● **Work item**
Your answer should be only the lines below from the one with "point: rock outcrop" to the one with "point: distant hill", repeated exactly, ends included.
**** Task input
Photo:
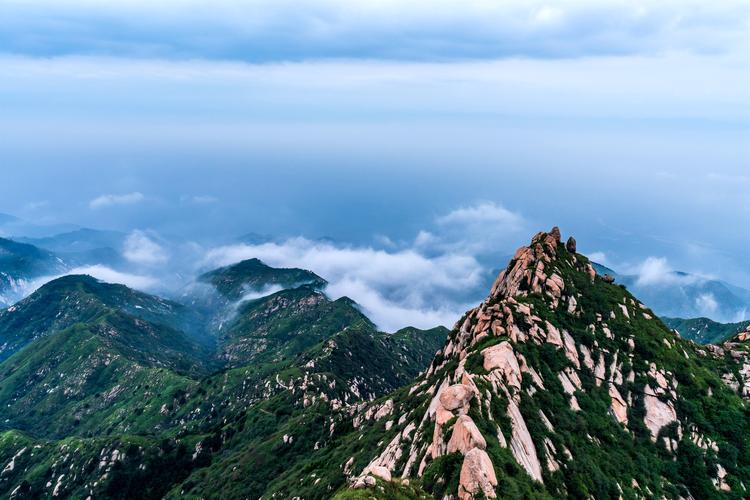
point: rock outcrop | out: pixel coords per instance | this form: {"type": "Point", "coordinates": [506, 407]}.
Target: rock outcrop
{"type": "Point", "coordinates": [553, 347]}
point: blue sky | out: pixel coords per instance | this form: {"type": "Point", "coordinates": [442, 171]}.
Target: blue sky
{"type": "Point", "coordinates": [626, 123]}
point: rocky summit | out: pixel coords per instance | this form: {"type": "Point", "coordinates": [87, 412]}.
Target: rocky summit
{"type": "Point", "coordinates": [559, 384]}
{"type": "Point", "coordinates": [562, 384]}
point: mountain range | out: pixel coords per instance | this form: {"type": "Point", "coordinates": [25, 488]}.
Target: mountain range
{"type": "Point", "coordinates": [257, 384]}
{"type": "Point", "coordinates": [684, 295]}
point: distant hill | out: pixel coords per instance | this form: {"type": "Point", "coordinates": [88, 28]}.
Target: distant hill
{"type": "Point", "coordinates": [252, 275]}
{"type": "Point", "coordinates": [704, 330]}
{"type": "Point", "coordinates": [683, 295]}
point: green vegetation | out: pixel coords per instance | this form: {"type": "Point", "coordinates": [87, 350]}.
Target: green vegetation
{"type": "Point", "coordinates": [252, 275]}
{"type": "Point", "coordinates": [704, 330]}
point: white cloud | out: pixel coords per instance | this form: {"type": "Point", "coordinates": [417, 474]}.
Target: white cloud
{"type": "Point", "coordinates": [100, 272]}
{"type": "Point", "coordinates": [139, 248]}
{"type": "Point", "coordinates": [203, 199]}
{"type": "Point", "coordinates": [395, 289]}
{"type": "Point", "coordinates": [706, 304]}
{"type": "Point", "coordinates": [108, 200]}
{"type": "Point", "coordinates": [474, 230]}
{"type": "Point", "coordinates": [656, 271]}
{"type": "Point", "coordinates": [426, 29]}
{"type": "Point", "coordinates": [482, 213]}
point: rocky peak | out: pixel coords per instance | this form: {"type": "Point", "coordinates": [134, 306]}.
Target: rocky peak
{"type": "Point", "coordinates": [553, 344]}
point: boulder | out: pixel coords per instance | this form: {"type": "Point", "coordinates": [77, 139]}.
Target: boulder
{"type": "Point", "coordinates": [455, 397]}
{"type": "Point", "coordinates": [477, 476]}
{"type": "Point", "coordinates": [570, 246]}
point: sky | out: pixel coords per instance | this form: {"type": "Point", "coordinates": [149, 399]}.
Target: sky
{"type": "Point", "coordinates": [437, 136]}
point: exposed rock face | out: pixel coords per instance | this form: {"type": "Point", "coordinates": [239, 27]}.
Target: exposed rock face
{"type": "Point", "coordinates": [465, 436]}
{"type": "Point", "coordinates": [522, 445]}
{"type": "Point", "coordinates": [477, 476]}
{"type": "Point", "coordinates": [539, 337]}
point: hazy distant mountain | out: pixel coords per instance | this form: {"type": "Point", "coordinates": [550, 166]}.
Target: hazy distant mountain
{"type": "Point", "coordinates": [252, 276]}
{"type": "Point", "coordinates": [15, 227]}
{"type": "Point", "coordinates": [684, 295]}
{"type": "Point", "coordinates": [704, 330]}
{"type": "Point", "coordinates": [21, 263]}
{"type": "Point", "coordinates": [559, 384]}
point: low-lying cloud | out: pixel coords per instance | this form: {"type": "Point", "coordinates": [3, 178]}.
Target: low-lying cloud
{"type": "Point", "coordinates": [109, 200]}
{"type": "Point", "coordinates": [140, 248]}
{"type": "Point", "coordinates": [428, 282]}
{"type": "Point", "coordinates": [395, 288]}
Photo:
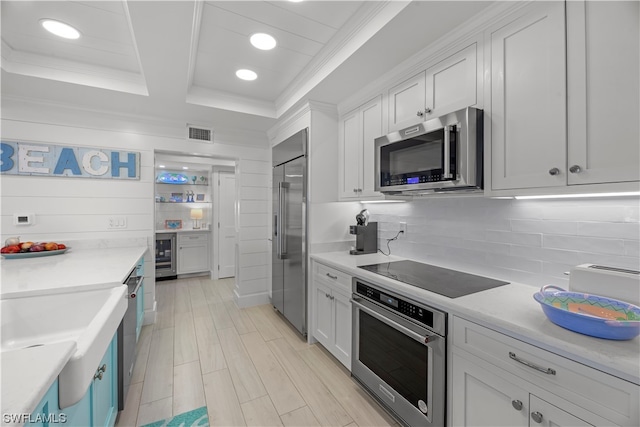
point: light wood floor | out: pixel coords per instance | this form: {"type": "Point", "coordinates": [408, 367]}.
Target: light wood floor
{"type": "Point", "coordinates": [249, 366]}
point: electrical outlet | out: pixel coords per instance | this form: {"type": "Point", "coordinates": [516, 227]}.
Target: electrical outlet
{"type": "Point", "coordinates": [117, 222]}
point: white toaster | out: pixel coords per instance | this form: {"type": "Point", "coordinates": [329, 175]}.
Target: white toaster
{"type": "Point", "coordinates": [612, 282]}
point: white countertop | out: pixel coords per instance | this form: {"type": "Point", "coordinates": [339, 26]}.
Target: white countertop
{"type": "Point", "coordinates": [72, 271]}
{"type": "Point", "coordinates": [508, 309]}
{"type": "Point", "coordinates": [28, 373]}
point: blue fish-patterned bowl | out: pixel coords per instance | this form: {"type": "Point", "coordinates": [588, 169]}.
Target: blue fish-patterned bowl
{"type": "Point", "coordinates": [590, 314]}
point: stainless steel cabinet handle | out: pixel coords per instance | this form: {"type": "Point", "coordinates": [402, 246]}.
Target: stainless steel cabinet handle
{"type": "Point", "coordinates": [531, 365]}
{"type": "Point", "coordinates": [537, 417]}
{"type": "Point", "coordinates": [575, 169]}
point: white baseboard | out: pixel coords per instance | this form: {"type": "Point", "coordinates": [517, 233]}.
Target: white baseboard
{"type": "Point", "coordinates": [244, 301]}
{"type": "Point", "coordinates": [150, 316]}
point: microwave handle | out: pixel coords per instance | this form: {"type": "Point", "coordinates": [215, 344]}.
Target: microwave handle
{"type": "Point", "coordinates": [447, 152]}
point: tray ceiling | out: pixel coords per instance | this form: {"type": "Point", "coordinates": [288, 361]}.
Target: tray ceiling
********
● **Answer for this exercise**
point: rock outcrop | out: pixel coords per instance | this form: {"type": "Point", "coordinates": [506, 407]}.
Target: rock outcrop
{"type": "Point", "coordinates": [553, 347]}
point: blue sky | out: pixel coords per instance | this form: {"type": "Point", "coordinates": [442, 171]}.
Target: blue sky
{"type": "Point", "coordinates": [626, 123]}
point: rocky summit | out: pixel coords per instance | this form: {"type": "Point", "coordinates": [87, 412]}.
Target: rocky summit
{"type": "Point", "coordinates": [559, 384]}
{"type": "Point", "coordinates": [562, 384]}
point: mountain range | out: pixel coords per instance | this form: {"type": "Point", "coordinates": [25, 488]}.
Target: mountain range
{"type": "Point", "coordinates": [257, 384]}
{"type": "Point", "coordinates": [684, 295]}
point: distant hill | out: pixel coords per instance | this form: {"type": "Point", "coordinates": [88, 28]}.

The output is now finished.